> **TASK INSTRUCTIONS**: All lines in the data bearing the string "below" should be identified and copied.

------ TASK INPUTS

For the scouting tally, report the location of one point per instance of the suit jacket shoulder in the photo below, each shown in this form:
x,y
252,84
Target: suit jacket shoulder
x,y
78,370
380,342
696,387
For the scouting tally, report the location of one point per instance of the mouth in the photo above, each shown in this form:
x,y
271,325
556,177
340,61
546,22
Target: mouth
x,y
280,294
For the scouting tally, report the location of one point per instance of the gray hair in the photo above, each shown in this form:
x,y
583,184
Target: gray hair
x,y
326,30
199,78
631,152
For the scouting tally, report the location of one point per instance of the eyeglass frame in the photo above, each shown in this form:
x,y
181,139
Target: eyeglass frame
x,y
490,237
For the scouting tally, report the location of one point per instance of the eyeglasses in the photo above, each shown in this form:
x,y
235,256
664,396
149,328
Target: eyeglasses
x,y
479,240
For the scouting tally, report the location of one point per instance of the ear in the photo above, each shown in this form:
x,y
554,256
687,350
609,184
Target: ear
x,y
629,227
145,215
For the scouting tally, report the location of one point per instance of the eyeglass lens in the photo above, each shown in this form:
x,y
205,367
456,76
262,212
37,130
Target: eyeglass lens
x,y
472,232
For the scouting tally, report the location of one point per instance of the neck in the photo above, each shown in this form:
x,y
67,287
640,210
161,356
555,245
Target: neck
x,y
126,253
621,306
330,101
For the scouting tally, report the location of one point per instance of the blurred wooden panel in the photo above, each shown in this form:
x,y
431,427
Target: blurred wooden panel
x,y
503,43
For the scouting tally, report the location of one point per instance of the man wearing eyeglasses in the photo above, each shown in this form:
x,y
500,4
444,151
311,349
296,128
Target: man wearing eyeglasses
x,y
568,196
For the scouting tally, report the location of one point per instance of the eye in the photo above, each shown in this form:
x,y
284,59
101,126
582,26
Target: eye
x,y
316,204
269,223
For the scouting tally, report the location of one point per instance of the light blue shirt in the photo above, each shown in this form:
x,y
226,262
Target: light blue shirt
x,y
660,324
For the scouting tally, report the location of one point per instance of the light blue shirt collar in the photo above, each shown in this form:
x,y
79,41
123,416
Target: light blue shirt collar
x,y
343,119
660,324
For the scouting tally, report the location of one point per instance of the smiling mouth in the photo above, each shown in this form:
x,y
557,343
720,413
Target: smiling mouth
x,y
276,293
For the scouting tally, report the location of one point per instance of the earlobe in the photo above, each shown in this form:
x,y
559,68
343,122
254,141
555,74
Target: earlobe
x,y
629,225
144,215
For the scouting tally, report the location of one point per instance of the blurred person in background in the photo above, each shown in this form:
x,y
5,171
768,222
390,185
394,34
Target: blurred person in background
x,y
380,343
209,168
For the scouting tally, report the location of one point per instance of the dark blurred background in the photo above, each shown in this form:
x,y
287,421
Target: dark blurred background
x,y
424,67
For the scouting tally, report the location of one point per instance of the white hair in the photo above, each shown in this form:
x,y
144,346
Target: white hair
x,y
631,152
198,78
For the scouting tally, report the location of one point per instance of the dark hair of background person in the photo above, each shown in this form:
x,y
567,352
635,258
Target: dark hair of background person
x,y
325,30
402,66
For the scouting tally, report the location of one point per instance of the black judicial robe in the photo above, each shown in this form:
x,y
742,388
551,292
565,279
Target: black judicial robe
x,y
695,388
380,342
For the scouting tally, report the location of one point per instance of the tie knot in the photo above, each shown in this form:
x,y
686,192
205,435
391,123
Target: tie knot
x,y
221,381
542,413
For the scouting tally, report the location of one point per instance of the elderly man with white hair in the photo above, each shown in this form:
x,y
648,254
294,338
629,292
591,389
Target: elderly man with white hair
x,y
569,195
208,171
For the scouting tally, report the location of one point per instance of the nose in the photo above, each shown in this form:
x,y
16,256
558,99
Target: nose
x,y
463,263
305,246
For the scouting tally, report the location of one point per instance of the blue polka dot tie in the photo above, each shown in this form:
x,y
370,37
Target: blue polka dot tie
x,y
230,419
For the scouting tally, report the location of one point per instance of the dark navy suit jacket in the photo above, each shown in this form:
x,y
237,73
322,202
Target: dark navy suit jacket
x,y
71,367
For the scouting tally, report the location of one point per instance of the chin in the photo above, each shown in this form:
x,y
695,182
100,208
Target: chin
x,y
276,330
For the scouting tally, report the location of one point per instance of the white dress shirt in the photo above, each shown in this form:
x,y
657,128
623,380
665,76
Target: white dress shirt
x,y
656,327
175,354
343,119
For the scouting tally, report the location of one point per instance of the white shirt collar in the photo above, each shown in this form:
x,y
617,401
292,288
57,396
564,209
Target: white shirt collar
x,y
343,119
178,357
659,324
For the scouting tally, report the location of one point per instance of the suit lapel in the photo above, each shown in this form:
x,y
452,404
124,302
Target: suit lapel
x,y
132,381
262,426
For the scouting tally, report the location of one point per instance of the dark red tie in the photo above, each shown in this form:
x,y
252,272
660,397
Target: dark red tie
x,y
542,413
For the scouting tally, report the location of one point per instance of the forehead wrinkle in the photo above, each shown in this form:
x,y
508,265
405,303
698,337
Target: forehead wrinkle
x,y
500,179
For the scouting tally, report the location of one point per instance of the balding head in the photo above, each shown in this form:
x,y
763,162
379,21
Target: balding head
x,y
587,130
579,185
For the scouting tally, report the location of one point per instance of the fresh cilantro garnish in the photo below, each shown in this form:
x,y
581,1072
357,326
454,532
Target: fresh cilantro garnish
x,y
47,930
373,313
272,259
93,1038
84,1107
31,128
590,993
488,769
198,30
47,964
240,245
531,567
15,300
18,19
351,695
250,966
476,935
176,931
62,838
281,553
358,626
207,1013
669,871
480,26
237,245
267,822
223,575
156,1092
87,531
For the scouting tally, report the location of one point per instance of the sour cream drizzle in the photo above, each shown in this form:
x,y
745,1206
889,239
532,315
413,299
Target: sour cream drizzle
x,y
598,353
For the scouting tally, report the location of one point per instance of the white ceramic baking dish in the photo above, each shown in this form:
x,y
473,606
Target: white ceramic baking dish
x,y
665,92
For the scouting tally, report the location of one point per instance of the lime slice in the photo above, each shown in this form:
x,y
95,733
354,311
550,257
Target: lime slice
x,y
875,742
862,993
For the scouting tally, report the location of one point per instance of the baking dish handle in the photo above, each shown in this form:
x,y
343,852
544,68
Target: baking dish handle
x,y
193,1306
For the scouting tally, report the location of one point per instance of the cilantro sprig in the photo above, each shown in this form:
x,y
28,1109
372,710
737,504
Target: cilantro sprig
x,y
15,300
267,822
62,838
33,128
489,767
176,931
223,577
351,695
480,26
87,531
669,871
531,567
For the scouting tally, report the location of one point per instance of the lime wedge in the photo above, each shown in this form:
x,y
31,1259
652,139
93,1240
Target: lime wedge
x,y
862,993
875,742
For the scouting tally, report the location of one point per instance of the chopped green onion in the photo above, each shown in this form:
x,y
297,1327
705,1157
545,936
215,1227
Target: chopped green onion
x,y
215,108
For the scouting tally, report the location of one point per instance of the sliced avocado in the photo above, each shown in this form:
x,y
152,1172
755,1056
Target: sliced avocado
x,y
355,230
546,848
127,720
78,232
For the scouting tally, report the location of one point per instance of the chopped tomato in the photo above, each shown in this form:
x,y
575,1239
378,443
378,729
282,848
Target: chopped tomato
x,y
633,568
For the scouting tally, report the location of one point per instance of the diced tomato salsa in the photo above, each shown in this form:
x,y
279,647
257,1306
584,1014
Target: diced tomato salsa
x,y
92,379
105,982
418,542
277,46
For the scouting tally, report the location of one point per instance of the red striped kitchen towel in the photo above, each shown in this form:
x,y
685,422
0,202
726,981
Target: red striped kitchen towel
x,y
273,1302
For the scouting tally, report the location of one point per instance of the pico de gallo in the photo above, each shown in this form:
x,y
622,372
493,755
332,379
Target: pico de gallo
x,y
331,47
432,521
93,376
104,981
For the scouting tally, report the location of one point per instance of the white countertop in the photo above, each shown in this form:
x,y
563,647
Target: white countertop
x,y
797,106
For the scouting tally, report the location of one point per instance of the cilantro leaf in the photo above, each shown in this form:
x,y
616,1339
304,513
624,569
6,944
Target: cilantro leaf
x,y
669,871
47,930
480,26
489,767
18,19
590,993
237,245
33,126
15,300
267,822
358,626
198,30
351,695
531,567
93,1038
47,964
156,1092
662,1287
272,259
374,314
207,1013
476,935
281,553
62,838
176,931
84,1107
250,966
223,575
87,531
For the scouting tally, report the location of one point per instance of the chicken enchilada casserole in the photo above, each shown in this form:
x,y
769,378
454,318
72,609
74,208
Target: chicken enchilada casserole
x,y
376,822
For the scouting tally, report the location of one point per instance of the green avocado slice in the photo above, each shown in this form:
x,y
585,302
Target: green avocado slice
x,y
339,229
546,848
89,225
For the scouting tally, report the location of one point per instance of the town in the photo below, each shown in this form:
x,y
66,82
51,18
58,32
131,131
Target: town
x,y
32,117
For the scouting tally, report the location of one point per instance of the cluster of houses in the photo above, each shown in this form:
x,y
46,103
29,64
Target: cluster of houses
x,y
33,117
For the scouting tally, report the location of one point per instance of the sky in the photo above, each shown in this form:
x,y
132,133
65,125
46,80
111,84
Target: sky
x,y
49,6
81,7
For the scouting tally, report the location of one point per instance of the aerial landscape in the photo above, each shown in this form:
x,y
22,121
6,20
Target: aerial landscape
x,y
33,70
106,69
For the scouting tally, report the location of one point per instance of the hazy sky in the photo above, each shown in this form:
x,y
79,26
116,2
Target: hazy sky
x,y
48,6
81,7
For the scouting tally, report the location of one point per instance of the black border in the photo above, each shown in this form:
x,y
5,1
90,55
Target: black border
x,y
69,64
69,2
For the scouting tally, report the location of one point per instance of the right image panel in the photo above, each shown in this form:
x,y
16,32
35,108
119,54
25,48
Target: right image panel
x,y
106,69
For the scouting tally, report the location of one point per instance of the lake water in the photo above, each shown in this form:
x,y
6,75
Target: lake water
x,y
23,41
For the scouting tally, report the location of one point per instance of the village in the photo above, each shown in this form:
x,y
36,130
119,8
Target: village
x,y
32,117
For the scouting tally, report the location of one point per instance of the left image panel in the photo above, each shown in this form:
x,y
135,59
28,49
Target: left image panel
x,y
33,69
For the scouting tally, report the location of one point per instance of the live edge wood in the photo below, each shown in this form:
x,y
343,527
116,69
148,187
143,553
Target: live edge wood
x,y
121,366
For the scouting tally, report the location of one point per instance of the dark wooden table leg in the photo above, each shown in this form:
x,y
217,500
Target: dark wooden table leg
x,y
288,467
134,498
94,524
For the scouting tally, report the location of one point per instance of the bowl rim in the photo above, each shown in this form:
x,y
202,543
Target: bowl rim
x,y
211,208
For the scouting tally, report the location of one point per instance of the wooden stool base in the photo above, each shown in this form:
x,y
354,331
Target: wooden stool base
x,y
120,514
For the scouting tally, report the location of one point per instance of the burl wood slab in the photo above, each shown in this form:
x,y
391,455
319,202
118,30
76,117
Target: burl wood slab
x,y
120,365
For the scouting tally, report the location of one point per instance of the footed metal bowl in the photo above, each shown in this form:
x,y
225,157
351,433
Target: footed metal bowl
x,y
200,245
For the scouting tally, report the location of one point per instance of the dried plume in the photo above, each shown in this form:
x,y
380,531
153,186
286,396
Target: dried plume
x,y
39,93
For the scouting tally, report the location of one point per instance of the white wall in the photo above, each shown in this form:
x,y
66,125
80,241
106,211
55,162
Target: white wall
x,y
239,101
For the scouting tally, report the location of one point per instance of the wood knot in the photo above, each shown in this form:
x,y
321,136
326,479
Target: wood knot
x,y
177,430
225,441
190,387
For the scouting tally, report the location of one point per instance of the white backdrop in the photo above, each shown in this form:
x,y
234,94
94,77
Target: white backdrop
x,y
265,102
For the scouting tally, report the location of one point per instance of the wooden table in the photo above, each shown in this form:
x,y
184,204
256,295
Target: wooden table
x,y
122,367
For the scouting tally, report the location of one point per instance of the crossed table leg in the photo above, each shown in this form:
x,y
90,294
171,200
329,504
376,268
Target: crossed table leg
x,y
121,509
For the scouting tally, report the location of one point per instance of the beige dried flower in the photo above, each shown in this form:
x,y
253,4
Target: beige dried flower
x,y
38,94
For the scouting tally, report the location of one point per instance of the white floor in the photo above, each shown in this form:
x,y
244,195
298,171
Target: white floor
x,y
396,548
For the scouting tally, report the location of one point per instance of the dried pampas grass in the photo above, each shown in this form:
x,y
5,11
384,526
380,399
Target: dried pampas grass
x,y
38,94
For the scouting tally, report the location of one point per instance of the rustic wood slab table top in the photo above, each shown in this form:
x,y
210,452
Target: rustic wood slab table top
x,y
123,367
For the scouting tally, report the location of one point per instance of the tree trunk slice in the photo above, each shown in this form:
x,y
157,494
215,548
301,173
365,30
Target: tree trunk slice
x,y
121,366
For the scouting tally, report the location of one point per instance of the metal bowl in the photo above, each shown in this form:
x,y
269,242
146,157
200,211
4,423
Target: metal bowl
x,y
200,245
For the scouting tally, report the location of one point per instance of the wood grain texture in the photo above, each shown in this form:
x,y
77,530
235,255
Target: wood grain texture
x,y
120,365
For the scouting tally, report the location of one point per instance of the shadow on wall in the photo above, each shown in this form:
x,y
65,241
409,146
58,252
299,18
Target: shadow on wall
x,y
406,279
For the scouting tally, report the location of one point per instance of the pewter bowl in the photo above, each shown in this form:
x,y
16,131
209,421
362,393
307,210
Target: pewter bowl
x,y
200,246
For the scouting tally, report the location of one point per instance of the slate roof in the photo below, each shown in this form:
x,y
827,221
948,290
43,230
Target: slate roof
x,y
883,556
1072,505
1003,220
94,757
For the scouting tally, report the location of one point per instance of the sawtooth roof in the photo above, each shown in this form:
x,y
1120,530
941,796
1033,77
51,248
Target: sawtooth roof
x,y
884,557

------------

> **SOLUTION FOR THIS PROBLEM**:
For the scouting tally, report the location of one point per instance of the suit jacket shoulder in the photo below, each shown in this form:
For the scouting tally, report the location of one point per instance of the fresh cilantro garnish in the photo below, each shown in this form:
For the scouting tally, report the location of one point per instance of the town in the photo below, each shown in this form:
For the scouting tally, report the location of one point per instance of the live edge wood in the photo below, each shown in this form:
For the scouting tally, report the location of one point per instance of the slate roof in the photo below, each shown in this form:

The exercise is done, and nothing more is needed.